### Data provided
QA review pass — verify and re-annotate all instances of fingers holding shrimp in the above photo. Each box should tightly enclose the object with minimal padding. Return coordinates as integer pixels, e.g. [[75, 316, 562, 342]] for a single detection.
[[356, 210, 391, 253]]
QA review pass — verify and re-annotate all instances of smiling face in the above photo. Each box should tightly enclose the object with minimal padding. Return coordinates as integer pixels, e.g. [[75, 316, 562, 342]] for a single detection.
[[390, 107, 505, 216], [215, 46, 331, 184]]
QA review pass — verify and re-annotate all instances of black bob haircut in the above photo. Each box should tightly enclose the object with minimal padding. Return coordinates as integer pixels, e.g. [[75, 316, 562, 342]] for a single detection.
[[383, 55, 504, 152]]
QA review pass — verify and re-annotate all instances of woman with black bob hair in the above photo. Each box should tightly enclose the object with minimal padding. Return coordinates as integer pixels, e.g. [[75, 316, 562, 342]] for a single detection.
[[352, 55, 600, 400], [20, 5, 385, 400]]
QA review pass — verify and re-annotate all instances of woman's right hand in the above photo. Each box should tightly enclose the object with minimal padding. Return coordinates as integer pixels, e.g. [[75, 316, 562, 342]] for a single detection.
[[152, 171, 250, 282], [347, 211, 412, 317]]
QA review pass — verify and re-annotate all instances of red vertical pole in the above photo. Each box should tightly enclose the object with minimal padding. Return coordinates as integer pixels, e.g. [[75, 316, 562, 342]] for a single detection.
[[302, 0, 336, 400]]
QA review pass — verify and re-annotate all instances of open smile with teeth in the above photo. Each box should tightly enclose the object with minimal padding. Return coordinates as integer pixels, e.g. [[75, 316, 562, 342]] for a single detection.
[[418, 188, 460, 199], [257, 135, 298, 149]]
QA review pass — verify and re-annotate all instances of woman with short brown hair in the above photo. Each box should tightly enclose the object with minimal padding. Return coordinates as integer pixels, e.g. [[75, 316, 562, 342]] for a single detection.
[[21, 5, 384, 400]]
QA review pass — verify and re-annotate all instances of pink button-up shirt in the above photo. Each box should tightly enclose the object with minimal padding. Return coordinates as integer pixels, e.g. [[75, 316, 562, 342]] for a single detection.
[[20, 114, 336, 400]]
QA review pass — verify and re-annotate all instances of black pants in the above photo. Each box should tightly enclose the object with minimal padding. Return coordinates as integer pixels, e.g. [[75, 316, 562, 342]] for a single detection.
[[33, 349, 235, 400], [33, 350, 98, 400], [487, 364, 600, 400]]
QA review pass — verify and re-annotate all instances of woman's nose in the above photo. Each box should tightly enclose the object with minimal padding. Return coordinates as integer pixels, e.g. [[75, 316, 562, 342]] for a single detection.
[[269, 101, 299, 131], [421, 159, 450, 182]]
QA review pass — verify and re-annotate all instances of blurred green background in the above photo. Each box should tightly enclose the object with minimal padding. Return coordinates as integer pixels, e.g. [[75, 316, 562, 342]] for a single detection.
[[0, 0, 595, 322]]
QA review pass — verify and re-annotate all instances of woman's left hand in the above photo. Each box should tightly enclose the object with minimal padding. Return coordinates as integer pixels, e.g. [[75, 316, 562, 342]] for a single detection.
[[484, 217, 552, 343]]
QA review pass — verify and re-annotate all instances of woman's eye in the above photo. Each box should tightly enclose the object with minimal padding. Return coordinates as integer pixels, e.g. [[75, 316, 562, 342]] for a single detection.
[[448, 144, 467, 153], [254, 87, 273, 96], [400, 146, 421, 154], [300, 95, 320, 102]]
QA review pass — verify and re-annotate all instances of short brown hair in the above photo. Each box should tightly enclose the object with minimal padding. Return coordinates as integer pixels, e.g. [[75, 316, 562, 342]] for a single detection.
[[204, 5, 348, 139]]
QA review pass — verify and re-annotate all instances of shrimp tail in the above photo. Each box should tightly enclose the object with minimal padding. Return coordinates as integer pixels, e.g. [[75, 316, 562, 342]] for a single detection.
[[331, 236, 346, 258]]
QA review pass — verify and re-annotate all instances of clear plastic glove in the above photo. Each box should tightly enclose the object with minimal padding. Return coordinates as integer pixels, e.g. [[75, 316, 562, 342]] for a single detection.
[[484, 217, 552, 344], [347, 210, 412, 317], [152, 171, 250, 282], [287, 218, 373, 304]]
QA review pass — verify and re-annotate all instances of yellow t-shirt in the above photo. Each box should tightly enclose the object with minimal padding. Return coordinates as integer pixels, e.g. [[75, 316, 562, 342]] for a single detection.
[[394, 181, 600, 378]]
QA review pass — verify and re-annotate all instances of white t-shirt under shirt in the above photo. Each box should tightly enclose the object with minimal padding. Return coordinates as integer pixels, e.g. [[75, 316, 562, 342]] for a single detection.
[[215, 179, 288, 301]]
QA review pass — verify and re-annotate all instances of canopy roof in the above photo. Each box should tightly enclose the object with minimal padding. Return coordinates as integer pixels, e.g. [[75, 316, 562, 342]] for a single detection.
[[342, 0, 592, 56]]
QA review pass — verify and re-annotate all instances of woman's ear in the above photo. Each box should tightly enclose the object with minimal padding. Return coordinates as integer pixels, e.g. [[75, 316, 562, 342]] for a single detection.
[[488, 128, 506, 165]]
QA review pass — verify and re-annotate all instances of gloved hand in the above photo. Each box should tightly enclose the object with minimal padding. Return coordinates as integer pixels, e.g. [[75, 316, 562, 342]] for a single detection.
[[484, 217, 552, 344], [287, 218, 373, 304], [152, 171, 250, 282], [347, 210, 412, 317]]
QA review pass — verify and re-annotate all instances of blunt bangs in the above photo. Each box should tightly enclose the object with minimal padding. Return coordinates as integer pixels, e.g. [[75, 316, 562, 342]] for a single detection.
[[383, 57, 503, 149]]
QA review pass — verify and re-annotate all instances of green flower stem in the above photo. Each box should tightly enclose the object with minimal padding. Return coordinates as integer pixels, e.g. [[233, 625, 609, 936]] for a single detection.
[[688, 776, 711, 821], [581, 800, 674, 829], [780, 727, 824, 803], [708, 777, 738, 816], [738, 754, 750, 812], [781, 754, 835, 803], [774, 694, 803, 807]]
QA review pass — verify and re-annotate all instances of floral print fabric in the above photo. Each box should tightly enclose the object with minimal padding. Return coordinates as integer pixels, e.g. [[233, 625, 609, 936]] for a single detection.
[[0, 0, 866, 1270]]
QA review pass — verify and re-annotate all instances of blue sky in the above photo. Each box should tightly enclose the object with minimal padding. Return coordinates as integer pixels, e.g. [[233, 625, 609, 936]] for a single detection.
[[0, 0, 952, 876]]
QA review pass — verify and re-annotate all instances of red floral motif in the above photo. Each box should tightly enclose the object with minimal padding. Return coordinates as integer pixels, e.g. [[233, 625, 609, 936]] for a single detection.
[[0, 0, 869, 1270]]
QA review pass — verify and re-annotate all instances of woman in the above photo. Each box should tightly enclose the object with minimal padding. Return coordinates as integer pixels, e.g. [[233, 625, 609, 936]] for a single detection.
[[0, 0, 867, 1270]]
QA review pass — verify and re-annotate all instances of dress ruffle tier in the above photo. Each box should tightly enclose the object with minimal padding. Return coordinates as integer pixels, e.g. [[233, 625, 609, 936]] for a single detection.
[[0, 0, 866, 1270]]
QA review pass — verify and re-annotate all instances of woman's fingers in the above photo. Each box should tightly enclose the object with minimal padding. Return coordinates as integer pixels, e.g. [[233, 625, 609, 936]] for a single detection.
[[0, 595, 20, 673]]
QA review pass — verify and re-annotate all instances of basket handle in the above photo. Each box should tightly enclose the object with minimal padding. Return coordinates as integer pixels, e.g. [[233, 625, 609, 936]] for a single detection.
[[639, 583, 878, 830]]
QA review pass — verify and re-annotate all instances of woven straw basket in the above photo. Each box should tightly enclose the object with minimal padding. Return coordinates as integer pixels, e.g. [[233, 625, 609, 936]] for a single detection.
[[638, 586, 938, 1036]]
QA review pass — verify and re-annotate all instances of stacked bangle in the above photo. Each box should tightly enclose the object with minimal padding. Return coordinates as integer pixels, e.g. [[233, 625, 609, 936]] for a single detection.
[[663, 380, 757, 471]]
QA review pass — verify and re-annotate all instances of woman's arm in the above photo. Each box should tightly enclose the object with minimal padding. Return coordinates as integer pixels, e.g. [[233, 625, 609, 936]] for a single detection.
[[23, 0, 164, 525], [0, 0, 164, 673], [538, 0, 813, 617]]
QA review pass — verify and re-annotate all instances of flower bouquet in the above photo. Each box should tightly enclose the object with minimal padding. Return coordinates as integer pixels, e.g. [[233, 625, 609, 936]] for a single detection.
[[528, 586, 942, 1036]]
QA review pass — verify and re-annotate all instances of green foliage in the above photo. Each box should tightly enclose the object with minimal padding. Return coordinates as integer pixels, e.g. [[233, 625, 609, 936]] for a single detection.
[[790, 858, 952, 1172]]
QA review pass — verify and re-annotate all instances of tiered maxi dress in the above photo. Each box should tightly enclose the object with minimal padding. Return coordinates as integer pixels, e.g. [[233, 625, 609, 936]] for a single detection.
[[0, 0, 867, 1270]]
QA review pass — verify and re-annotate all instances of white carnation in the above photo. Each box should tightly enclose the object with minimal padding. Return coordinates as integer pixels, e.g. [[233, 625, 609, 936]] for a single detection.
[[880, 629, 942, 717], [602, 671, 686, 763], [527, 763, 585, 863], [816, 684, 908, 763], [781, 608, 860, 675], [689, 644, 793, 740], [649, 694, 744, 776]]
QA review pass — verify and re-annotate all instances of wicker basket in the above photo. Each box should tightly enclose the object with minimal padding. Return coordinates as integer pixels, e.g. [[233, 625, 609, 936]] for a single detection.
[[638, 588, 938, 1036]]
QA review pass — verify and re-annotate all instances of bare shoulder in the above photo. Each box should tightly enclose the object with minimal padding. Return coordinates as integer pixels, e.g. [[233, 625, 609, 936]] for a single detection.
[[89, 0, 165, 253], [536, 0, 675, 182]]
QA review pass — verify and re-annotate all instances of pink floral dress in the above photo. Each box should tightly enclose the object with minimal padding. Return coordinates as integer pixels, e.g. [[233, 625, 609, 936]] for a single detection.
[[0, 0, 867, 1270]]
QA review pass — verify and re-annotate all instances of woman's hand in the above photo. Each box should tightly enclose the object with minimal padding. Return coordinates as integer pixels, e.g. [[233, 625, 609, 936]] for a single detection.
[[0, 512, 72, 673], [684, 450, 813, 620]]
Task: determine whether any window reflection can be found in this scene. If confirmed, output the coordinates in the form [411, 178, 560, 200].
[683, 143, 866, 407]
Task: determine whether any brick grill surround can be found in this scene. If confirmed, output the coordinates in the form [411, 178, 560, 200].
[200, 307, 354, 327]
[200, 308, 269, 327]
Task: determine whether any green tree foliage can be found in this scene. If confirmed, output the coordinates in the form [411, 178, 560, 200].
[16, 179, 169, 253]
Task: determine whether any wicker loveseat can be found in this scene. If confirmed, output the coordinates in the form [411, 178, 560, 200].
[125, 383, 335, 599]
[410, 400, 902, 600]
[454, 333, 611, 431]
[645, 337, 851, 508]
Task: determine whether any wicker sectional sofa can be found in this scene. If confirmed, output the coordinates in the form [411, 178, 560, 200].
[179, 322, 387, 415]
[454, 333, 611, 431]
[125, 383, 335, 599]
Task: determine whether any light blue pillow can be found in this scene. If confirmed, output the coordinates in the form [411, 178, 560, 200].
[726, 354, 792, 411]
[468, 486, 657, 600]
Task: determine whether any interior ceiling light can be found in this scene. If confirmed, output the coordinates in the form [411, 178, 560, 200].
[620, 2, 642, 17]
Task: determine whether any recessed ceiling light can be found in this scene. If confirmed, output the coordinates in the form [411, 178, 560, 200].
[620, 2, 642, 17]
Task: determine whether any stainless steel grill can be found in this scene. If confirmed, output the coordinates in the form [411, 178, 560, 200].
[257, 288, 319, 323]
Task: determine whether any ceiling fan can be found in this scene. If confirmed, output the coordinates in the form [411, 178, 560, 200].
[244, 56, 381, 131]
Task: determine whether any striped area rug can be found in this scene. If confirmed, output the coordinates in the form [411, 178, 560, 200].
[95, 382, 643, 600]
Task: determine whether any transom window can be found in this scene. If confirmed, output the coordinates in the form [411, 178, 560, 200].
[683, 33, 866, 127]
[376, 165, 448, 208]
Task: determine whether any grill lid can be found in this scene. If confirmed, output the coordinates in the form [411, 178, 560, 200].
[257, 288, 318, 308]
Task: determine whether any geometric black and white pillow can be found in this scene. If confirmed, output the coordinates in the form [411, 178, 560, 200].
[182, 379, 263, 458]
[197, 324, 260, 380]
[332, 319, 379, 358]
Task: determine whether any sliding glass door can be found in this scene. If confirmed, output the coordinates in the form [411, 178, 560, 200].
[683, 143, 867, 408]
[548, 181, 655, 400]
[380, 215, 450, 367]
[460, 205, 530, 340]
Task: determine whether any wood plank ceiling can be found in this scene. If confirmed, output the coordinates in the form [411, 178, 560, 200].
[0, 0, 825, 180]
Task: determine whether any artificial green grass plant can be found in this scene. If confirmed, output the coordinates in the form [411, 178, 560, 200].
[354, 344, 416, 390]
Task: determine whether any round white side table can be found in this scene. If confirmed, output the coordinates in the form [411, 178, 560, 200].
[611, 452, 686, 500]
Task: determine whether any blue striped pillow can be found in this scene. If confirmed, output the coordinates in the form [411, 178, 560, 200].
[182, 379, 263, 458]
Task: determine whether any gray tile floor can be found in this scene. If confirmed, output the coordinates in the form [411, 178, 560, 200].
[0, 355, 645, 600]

### Given instruction
Copy out the records from the line containing "woman with short" through the line containing "[[204, 5, 348, 139]]", inclusive, with every character kept as it stands.

### Complete output
QA review pass — verify and re-annotate all instances of woman with short brown hair in the above photo. Each box should tightly enclose the object with minimal padding. Return coordinates as integer pixels, e.g. [[75, 316, 562, 342]] for a single detection.
[[21, 5, 384, 400]]
QA review pass — verify and re-annotate all instances of pink button-up shirt in the above photo. Each box should tightly enclose the object with minimal padding. Return coordinates as integer pixels, e.g. [[75, 316, 562, 342]] for a single detection.
[[20, 114, 336, 400]]
QA review pass — verify and re-annotate all instances of black pants in the above photo. Each box should tightly enclose the object with minimal padding. Return coordinates as integer pixels, e.g. [[75, 316, 562, 342]] for a single detection.
[[33, 349, 235, 400], [33, 350, 98, 400], [487, 364, 600, 400]]
QA review pass — verify and re-annotate all instances of woman's nose in the above photo. Each box should tightly enclose the object with minimal padding. Return coordinates as integer pixels, e.g. [[75, 316, 562, 342]] for a single detection.
[[269, 101, 299, 131], [421, 159, 450, 182]]
QA review pass — verify and re-annotate all instances of blurred green background in the above photo. Each box should tightly enclose the object with minimal padding. Return coordinates as integer pixels, e.g. [[75, 316, 562, 342]] for a single detection.
[[0, 0, 595, 322]]
QA review pass — verify and re-annotate all instances of woman's left hand in the above photo. Each box should tightly enclose the object with minimal padding. Return coordinates as integer pixels, e.g. [[75, 316, 562, 342]] for a single detection.
[[484, 217, 552, 343]]
QA review pass — verify and re-annotate all instances of woman's eye in the above photo. Each box should tightly enclose the object with minimal padding. Return coordinates as integer pixels, e.g. [[75, 316, 562, 342]] for a single detection.
[[448, 144, 467, 153], [254, 87, 273, 96], [400, 146, 421, 154], [300, 95, 320, 102]]
QA review pass — verify and re-annotate all instances of short brown hair in the above photo. Each box should tightly enclose the object with minimal padding. Return coordinates as integer pixels, e.g. [[75, 316, 562, 342]] for a single detection.
[[204, 5, 348, 139]]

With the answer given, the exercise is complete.